** Start of Document text **
Tuesday, April 22, 2014

Summer Adventures 2013

Summer 2013 - I think we did some hiking, big surprise :)  

In Jackson Hole, I've sort of run out of hikes in my original Falcon guidebooks, i.e. "Hiking Grand Teton National Park", best easy dayhikes, etc... so I got out of "the Hole" and started doing some hiking over the Pass, and through the canyon using Rebecca Woods and Susan Marsh's denser book "Targhee Trails".  I also have Rebecca's "Jackson Hole Hikes".  She has so many more hikes in these books than the Falcon Guides, but they are not as nicely organized with cross-referenced tables summarizing the details of the hikes.  No matter, because I now know the area better than before, have stronger legs, am nearly fearless, and am excited about new views with fewer people.
I don't think this is in Wyoming....Washington somewhere, but I can't remember the hike!

North Fork Darby Canyon Overlook Hike. Approx. 8.6 miles RT, 2720' elevation gain
"An Unofficial but clear trail up North Fork Darby Canyon leads to a saddle between The Wedge - a distinctive 10,360 foot peak that soars above Teton Canyon shelf to the east - and 10681-ft  Mount Meek." Opening line from Targhee Trails guidebook...Now then, buy the book and go hiking.
(I think all the pics below are from this one hike, but...Grant picked them out and he's at sea.  No matter, go hiking near the Tetons, and you will not be disappointed)

Jackson Lake - A beautiful place to drink beer and go waterskiing, or in my case, drink beer.

Tetons from the bow of the boat.


MOOOSE!!!  I love moose.  They are so cute.

Tuesday, April 1, 2014

Olympic Backpacking 2013

Backpacking the Olympic Peninsula in May

After a disappointing trek in Turkey in March, we were super excited to do some more backpacking.  We were itching to compare our luxurious, well groomed, wonderful hiking trails in the U.S. National Park to the confusing, rocky, scrubby, "Grade 1" goat paths we had been suffering on the Lycian Way.  Oh, we knew how spoiled we were with the U.S. Parks, Forest, and Wilderness.  But boy oh boy how sweet it is to be so spoiled!
** End of Document text **
→ **Brief 1**
Copy the hiking blog post word for word, starting with "Summer Adventures 2013" and going on through "with fewer people.".
** Start of Data shown **
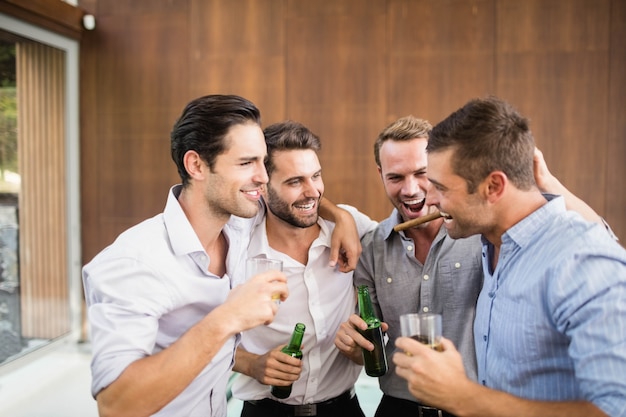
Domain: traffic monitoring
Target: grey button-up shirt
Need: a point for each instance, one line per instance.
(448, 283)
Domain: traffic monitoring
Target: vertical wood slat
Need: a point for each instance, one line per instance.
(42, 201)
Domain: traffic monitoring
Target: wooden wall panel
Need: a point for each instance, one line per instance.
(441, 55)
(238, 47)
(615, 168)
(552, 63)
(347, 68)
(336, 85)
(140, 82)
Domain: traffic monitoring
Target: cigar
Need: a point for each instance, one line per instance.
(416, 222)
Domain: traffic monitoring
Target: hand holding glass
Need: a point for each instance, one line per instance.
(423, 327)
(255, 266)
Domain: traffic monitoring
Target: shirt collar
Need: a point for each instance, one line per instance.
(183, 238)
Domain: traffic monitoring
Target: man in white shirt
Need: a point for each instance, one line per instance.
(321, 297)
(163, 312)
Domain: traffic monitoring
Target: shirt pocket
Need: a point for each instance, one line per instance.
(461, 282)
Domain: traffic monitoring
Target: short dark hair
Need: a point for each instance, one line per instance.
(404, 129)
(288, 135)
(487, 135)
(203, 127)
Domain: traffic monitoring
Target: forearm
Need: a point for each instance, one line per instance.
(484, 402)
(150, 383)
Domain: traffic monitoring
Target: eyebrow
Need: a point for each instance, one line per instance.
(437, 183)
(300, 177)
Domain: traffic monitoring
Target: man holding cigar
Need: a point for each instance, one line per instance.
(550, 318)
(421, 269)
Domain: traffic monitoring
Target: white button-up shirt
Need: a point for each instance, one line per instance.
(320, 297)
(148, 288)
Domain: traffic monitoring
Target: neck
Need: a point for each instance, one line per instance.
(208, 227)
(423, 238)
** End of Data shown **
** Start of Data shown **
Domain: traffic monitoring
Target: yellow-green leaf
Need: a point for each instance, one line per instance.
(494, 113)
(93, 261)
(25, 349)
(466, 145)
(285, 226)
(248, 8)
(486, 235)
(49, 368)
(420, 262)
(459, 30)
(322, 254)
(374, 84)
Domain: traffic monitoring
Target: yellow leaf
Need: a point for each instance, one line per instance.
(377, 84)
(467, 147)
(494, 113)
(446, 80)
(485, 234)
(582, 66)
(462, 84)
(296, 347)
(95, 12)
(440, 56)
** End of Data shown **
** Start of Data shown **
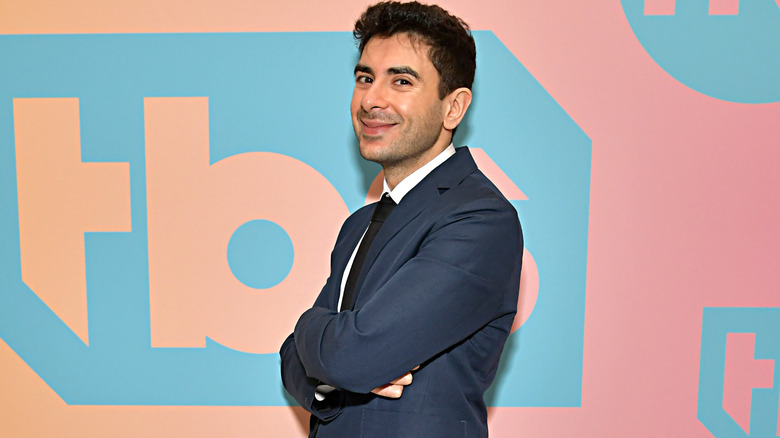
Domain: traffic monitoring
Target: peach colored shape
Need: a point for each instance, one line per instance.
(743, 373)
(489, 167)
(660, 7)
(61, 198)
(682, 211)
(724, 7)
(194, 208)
** End of Data shown **
→ **Brief 2**
Count how many lines in the rows above contain the string "holding", and reply with only that number.

→ **Final answer 1**
Summer Adventures 2013

Summer 2013 - I think we did some hiking, big surprise :)  

In Jackson Hole, I've sort of run out of hikes in my original Falcon guidebooks, i.e. "Hiking Grand Teton National Park", best easy dayhikes, etc... so I got out of "the Hole" and started doing some hiking over the Pass, and through the canyon using Rebecca Woods and Susan Marsh's denser book "Targhee Trails".  I also have Rebecca's "Jackson Hole Hikes".  She has so many more hikes in these books than the Falcon Guides, but they are not as nicely organized with cross-referenced tables summarizing the details of the hikes.  No matter, because I now know the area better than before, have stronger legs, am nearly fearless, and am excited about new views with fewer people.

→ **Final answer 2**
2